● To do
Your task is to write out the complete listing exactly as it is shown.

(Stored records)
···

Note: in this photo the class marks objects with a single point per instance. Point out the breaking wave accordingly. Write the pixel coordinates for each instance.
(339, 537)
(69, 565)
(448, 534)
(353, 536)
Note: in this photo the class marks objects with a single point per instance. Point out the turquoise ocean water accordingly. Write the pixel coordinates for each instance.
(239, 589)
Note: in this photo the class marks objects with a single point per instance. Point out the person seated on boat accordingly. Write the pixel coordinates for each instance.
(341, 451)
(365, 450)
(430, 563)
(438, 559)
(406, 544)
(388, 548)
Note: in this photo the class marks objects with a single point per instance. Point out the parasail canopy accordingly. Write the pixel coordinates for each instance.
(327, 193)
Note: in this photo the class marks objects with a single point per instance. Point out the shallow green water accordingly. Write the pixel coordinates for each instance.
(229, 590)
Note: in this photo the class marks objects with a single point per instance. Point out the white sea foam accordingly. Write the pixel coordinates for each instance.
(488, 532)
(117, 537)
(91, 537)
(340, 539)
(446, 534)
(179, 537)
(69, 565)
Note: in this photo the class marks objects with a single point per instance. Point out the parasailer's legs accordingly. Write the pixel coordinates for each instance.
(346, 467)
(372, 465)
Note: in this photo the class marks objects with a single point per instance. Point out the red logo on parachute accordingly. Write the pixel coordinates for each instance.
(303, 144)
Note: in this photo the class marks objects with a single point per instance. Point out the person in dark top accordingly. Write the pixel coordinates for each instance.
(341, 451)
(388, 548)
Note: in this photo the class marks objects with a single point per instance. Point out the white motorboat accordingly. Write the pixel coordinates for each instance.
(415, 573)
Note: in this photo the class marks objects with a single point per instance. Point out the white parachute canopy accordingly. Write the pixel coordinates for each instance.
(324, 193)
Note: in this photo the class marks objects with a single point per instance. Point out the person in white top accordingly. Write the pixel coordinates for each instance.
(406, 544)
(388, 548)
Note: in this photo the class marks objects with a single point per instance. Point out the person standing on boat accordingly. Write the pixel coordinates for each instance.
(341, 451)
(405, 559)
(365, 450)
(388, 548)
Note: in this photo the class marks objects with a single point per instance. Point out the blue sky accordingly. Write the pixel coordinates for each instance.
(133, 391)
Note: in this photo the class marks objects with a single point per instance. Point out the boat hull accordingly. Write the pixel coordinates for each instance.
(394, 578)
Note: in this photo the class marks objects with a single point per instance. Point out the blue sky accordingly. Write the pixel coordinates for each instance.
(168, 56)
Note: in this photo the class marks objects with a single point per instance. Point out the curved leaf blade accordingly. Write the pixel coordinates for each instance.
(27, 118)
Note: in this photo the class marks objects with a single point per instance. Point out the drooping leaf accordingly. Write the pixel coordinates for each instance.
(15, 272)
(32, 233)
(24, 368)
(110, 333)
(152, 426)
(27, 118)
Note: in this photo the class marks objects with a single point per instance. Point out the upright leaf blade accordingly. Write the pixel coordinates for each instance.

···

● Final result
Note: in this photo the class marks objects with a single point per instance. Point out the breaking wave accordingly. Write the pixel coordinates for each instance.
(339, 537)
(69, 565)
(448, 534)
(353, 536)
Note: in this photo the class marks objects with a single point per instance. Point out the turquoise ocean water accordingly. Write the pixel coordinates for each instance.
(239, 589)
Note: in this photo the class marks objects with a single point per instance. Point out the person seated on boat accordingly. Write the pixel coordinates for each instance.
(341, 451)
(365, 450)
(430, 563)
(438, 559)
(406, 544)
(388, 548)
Note: in this photo the class marks objects with a single point per instance. Point out the parasail canopy accordingly. Write the pixel coordinates for each instance.
(327, 193)
Note: in this photo the class marks objects with a single point per instance. Point out the shallow green water accordingly. Write the pixel coordinates for each instance.
(229, 590)
Note: in this photo the class marks objects with a single point per instance. Point out the white sea foam accordingly. Write the pixel coordinates for each instance.
(488, 532)
(117, 537)
(91, 537)
(340, 539)
(446, 534)
(179, 537)
(69, 565)
Note: in this photo the class marks objects with a single point per instance. Point out the parasailer's legs accordingly. Write the pixel coordinates for each instance.
(346, 467)
(372, 465)
Note: in this photo the class marks objects with a single point per instance. Point out the red logo on parachute accordingly. Write the pixel coordinates for each instance.
(303, 144)
Note: in this photo the class marks objects with a single point per instance. Point out the person in dark top accordingly. Write the pixel coordinates for each instance.
(341, 451)
(388, 548)
Note: in this photo the class marks objects with a single point per instance. Point out the white motorboat accordingly. Write the pixel coordinates for each instance.
(415, 573)
Note: in this photo the class marks objects with a single point per instance. Point out the white parachute canopy accordingly. Write the pixel coordinates for each instance.
(324, 193)
Note: in this photo the class marks objects with a single point per instance. Point out the person in white top accordingly. Write the pixel coordinates for each instance.
(406, 544)
(388, 548)
Note: in this photo the class marks objects with a single point per instance. Point out the person standing on boat accordingly. Write the pixel coordinates for each instance.
(341, 451)
(405, 559)
(365, 450)
(388, 548)
Note: in this photo the class marks objects with a single point per instance. Point out the blue sky accordingly. Write the pixel coordinates for each instance.
(133, 391)
Note: in this photo the class marks objects with a single point per instance. Point out the boat hull accordingly. Write the pixel coordinates for each instance.
(394, 578)
Note: in this photo the class marks objects with a single point per instance. Point out the blue sky accordingly. Write the pixel coordinates for each instance.
(168, 56)
Note: in this photo the class marks objects with a single point per instance. Point out the curved leaf blade accordingly. Write the pixel coordinates for each instance.
(27, 118)
Note: in this photo the class marks objects with a single point per instance. Point out the drooping leaf accordingly. Write the pixel coordinates for each instance.
(15, 272)
(32, 233)
(24, 368)
(110, 333)
(152, 426)
(27, 118)
Note: in this photo the class marks objects with a single point per instance. Point out the upright leaf blade accordingly. Write the pixel coordinates for each instance.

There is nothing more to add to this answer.